## What you have to do
Rewrite everything from "As a writer, apocalyptic" down to "of your favorites?" in the piece on apocalyptic fiction, putting "playground" in place of "sandbox".

## Selected passage
•••••

There is a lot of fiction out there about the apocalypse, a lot of movies, television series, and evangelical screeds. How many times have we seen the image of the slightly off-kilter guy wearing a sandwich board that says ‘The End is Nigh!’? The idea of an apocalypse has been around for a long, long time, and it continues to fascinate us. Why? You’d think after all these years we would be sick and tired of all these apocalyptic stories and dire warnings of oncoming dooms-days. But we’re not. Well, I’m not, anyway.
While I think religions spreading fear of an apocalypse in order to get people to pray harder and/or send in more money to be properly raptured are basically slimy snake-oil salesmen, the idea of an apocalypse provides limitless possibilities in the realm of story (in whatever media it might be contained). Most apocalypse stories at their core are survival stories. How do we survive when the infrastructure of civilization has been fucked? Do we revert to barbarism or do we try to rebuild civilization as we once knew it? Do we try to stick to our morals in a world where morality has gone out the window? Is it every human for him/herself? How do we sustain our basic goodness? Is our basic goodness even relevant any more?
I recently read a couple classic apocalyptic novels, both which I highly recommend. First was George Stewart’s Earth Abides, which is about the rebuilding of society after an apocalypse. Next was A Canticle for Leibowitz by Walter Miller, Jr. which is about (among other things) the cyclical nature of civilization. Both novels, while using an apocalyptical even as a starting point, are vastly different from each other, but both equally brilliant in my opinion.
As a writer, apocalyptic fiction is a vast sandbox to play in. There are so many ways to examine an apocalypse and its aftermath. You can write about the apocalypse itself. Asteroids! Disease! Zombies! You can write about the survivors, like in The Walking Dead or Cormac McCarthy’s The Road. You can write about the rebuilding of society, or its breakdown. You can show an apocalypse in a comedic light, ala Shaun of the Dead. You can tackle it philosophically, romantically, horrifically, poetically, or all of the above. You can write about it as a story of good vs. evil, ala Stephen King’s The Stand. One of my kids just brought home a picture book called All My Friends are Dead. So there are even apocalyptic children’s books! Endless possibilities...
Why do you like apocalyptic fiction? What are some of your favorites?
It’s fun and satisfying to think What would I do? in the event of an apocalypse. We imagine ourselves the heroic survivor who rebuilds society, who brings the human race back from the brink of extinction. But in the event of an actual apocalypse, odds are that we would become the zombies, the ones flash-fried by nukes, the ones whom the disease rots from the inside out.
In the end, it’s inevitable that we all experience our own apocalypse. Maybe it’s not due to a zombie invasion, or fiery hunks of burning asteroid hurled down upon us from above. Maybe it’s a car accident, or cancer, or we've simply gotten so old that our body decides to give up the ghost. Truth be told, the end is always nigh. Maybe that’s why we enjoy apocalyptic fiction. We can experience it beforehand in the safe environment of our homes or at the theater. Maybe it’s a way of imagining our end as thrilling and heroic and exciting, before the actual apocalypse of our lives, which may turn out to be a bit more mundane. Perhaps the best apocalyptic fiction reminds us that we’re still alive, and so let’s try to enjoy what we have here and now as best we can.

•••••

(Dataset items)
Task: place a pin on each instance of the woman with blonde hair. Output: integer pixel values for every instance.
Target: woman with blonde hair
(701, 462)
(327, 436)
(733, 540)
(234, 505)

•••••

## Exercise output
As a writer, apocalyptic fiction is a vast playground to play in. There are so many ways to examine an apocalypse and its aftermath. You can write about the apocalypse itself. Asteroids! Disease! Zombies! You can write about the survivors, like in The Walking Dead or Cormac McCarthy’s The Road. You can write about the rebuilding of society, or its breakdown. You can show an apocalypse in a comedic light, ala Shaun of the Dead. You can tackle it philosophically, romantically, horrifically, poetically, or all of the above. You can write about it as a story of good vs. evil, ala Stephen King’s The Stand. One of my kids just brought home a picture book called All My Friends are Dead. So there are even apocalyptic children’s books! Endless possibilities...
Why do you like apocalyptic fiction? What are some of your favorites?